━━ ROHE EINTRÄGE ━━

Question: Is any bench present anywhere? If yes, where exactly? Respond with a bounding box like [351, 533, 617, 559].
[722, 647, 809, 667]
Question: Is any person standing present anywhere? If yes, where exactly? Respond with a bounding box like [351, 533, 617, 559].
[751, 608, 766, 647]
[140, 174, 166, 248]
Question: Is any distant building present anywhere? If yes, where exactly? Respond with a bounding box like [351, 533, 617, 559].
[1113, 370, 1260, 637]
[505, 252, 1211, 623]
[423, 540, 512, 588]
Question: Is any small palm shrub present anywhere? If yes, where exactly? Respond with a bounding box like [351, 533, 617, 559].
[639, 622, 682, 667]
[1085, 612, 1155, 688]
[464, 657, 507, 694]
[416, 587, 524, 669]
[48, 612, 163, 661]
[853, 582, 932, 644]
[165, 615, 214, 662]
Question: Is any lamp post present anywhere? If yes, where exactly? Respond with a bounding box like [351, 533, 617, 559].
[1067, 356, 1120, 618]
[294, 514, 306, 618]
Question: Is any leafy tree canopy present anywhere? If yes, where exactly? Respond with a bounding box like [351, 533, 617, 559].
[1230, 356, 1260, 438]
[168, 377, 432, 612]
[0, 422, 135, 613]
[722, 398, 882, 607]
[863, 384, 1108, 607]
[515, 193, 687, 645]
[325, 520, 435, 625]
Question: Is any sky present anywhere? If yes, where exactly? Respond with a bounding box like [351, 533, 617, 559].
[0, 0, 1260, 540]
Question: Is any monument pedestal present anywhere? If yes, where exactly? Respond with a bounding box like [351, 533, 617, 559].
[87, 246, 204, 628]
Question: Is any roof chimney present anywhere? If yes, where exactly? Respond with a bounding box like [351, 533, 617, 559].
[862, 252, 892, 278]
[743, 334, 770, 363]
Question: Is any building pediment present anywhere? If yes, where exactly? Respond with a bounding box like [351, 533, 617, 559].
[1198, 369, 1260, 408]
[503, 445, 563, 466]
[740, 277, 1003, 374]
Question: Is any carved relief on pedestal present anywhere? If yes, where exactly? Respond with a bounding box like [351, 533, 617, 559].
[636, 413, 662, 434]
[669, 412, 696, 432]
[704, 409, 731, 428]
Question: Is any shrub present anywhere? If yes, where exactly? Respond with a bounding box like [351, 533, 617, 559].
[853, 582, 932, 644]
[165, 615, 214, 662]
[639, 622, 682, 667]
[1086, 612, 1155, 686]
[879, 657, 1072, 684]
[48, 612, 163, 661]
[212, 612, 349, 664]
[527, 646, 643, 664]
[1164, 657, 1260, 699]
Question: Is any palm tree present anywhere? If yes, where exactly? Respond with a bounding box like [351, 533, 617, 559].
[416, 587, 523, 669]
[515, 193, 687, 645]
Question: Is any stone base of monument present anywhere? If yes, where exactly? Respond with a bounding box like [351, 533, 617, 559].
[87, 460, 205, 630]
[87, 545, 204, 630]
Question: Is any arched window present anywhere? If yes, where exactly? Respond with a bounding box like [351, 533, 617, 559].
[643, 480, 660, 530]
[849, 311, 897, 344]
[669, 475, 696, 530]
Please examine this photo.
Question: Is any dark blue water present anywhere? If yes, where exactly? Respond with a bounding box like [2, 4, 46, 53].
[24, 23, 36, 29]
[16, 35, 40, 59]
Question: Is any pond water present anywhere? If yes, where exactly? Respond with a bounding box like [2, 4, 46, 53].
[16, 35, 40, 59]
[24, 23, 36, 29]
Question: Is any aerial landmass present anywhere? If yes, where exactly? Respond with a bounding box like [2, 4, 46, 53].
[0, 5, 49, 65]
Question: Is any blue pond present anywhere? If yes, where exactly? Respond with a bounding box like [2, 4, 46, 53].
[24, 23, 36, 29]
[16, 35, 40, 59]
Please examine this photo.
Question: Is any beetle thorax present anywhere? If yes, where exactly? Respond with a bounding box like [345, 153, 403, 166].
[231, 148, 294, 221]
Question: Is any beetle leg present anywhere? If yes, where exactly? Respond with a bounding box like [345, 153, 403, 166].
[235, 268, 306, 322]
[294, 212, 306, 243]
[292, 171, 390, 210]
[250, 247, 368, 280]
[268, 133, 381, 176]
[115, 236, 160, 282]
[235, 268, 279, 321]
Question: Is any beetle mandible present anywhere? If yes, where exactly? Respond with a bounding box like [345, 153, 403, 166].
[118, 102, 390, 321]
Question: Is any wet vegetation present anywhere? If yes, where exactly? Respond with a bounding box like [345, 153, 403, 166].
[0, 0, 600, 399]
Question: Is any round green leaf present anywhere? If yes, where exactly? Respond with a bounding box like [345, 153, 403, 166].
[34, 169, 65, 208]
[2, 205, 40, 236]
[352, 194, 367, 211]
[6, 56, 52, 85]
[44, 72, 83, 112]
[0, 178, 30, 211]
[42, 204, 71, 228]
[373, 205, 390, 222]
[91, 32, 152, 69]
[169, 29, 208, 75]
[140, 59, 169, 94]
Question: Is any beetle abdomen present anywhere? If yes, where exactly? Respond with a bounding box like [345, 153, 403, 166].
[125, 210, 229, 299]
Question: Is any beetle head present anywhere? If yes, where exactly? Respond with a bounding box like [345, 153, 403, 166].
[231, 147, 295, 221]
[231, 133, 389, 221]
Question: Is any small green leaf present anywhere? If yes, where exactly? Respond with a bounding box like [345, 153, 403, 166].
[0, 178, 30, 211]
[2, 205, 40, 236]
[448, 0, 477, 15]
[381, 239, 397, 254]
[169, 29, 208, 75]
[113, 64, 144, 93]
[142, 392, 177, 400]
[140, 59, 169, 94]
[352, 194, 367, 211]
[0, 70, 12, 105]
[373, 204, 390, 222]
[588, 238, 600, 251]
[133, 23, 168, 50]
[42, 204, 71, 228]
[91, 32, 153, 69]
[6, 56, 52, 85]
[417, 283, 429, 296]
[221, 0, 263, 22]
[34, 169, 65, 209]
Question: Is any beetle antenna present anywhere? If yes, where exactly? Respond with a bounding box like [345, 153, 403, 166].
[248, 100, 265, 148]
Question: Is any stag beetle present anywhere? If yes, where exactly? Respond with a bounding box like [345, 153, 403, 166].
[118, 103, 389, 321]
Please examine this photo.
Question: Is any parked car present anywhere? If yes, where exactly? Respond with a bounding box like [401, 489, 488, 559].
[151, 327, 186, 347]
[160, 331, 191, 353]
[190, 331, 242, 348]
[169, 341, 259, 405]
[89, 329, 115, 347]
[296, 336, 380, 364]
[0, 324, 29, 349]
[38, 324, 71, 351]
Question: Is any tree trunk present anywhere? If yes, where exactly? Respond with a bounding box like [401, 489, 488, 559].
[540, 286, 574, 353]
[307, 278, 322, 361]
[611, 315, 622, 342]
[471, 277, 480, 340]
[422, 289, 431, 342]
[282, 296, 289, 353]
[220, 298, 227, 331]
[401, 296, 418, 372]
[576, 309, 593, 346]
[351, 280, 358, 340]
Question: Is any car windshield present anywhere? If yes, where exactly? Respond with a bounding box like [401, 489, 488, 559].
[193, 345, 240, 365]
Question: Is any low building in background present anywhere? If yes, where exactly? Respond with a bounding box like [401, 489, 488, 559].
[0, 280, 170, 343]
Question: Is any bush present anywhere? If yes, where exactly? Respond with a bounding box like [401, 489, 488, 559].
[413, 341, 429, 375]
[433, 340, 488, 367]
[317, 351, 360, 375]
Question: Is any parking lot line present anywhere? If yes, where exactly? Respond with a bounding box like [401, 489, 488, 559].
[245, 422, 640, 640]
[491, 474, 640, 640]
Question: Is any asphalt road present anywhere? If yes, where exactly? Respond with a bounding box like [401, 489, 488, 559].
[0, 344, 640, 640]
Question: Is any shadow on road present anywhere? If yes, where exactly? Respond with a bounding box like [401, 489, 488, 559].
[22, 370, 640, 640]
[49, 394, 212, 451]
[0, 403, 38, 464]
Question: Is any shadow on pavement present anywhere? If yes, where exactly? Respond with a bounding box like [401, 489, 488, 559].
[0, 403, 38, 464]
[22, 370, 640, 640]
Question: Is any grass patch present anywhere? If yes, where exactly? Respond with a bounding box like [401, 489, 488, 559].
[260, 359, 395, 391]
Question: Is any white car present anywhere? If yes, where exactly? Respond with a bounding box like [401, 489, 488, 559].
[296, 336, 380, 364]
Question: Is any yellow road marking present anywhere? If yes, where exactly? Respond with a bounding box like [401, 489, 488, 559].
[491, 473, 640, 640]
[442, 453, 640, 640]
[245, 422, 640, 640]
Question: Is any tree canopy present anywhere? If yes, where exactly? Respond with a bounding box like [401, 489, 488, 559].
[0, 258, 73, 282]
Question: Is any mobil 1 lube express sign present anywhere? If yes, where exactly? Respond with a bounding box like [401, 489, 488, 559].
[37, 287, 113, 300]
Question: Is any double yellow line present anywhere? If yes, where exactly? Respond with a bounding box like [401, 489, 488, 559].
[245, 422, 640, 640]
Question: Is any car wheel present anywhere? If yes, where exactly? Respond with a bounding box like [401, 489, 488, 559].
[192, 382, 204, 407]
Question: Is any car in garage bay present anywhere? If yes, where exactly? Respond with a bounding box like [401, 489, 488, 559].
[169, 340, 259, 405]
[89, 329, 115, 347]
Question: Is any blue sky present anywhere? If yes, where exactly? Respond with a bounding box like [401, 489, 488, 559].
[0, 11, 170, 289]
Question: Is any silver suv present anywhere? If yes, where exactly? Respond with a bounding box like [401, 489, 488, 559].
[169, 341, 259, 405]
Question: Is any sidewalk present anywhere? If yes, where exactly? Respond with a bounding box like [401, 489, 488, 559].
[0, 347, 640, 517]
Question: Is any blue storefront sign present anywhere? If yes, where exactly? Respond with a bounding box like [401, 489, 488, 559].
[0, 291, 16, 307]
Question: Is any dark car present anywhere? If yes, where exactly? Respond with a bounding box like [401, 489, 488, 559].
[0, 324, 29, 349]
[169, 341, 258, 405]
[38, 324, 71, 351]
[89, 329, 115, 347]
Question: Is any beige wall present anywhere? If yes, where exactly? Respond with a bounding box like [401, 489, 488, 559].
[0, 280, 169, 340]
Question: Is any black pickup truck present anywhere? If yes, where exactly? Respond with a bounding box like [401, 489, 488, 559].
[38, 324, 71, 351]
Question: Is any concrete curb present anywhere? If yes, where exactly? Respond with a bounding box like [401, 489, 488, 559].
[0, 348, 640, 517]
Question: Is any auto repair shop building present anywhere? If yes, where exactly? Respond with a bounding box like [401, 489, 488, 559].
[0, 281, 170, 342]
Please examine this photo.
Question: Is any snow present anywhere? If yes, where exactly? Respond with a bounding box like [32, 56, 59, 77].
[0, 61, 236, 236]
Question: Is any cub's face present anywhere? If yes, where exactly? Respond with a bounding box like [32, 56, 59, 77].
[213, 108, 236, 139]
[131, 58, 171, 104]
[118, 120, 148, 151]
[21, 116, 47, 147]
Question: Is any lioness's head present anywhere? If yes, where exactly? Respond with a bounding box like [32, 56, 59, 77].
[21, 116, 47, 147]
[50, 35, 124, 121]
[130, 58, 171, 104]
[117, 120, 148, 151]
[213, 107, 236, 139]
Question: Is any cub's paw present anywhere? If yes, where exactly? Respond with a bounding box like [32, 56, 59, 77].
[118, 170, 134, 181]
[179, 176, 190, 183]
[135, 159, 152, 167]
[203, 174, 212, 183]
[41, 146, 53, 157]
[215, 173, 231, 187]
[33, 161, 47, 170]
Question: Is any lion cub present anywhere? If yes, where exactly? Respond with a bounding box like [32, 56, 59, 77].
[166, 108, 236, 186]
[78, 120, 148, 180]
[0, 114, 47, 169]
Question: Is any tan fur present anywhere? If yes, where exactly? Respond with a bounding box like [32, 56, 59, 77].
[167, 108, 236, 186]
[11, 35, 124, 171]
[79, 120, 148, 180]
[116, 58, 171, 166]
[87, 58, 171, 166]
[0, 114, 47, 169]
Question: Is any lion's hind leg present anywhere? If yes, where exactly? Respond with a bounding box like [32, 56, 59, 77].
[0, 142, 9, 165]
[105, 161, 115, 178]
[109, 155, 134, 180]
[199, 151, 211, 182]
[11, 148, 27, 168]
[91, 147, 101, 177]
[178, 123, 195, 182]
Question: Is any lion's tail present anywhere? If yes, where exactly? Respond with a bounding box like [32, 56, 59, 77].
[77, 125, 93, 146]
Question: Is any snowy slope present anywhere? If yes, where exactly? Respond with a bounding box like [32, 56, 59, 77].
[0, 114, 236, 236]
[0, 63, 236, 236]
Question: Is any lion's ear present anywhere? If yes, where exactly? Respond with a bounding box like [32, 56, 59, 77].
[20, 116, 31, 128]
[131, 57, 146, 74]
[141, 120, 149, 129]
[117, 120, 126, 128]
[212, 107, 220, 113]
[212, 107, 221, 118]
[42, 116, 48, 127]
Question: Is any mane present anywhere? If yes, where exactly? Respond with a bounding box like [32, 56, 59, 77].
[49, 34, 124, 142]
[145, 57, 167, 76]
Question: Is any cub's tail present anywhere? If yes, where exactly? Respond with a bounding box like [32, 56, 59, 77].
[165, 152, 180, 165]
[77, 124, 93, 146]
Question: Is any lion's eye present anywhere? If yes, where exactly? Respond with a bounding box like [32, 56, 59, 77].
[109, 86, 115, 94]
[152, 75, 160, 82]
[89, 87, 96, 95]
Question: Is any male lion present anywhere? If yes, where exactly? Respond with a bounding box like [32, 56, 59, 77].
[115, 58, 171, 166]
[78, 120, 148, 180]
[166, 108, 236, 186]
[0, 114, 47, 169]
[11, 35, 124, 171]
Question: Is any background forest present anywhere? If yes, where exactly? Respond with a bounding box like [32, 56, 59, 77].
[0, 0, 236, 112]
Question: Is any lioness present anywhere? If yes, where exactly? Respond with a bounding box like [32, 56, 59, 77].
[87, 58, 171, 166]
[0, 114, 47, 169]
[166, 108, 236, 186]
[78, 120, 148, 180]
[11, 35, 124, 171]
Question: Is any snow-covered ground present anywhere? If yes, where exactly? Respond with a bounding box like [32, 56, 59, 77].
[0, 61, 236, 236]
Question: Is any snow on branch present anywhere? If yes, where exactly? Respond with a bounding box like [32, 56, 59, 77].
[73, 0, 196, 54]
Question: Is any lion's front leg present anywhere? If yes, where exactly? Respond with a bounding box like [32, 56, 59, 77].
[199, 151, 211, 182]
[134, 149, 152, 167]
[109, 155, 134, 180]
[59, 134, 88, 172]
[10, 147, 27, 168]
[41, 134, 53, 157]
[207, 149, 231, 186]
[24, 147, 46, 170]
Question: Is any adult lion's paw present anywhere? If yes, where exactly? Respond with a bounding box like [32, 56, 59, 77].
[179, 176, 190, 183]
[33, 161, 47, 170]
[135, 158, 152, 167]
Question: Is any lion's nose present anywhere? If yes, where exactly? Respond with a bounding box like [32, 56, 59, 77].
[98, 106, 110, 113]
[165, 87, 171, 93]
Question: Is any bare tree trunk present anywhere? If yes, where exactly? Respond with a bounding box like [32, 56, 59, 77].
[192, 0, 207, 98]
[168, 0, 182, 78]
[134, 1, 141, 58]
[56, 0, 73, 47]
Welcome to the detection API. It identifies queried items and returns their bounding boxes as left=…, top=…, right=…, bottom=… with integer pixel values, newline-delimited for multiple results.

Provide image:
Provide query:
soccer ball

━━━

Gib die Einträge vom Anfang bis einschließlich der Zeile mit „[704, 409, 731, 428]“ unverändert wieder.

Question: Is any bench present anywhere? If yes, where exactly? Respond with a bounding box like [351, 533, 617, 559].
[722, 647, 809, 667]
Question: Is any person standing present anywhere? If yes, where exactly? Respond with a bounding box like [351, 533, 617, 559].
[751, 608, 766, 647]
[140, 174, 166, 248]
Question: Is any distant building present anywhere? If yes, where exactly? Respond with a bounding box like [351, 533, 617, 559].
[1113, 370, 1260, 637]
[505, 252, 1211, 623]
[423, 540, 512, 588]
Question: Is any small palm shrub present anywhere? If yes, where exactly? Respond with a bounding box like [351, 533, 617, 559].
[639, 622, 682, 667]
[1085, 612, 1155, 688]
[464, 657, 507, 694]
[416, 587, 524, 669]
[48, 612, 163, 661]
[853, 582, 932, 644]
[165, 615, 214, 662]
Question: Is any lamp post present anywhere? If yes, where exactly? Respond with a bounding box like [351, 533, 617, 559].
[1067, 356, 1120, 618]
[294, 514, 306, 618]
Question: Is any leafy tree canopy present anywhere? If yes, where exactly? Respond with a bounding box like [351, 533, 617, 559].
[1230, 356, 1260, 438]
[168, 377, 432, 612]
[0, 422, 135, 613]
[722, 398, 882, 607]
[863, 384, 1108, 607]
[515, 193, 687, 645]
[325, 520, 435, 625]
Question: Is any sky present anywhere? If yes, where exactly? Respond with a bounding box like [351, 533, 617, 559].
[0, 0, 1260, 540]
Question: Is any monument pedestal present anywhere? If yes, where exactly? Respond with a bounding box like [351, 533, 617, 559].
[87, 246, 204, 628]
Question: Is any roof chimney present anywhere? If yes, where exactly? Respond with a bounding box like [351, 533, 617, 559].
[862, 252, 892, 278]
[743, 334, 770, 363]
Question: Is any building pediment present anywhere? If yes, where exactly? Respond with a bounding box like [351, 533, 617, 559].
[1198, 369, 1260, 408]
[503, 445, 563, 466]
[740, 277, 1003, 374]
Question: Is any carved relief on pedestal present anywhere? If yes, where exactly? Respond with a bounding box like [351, 533, 617, 559].
[636, 413, 662, 434]
[669, 412, 696, 432]
[704, 409, 731, 428]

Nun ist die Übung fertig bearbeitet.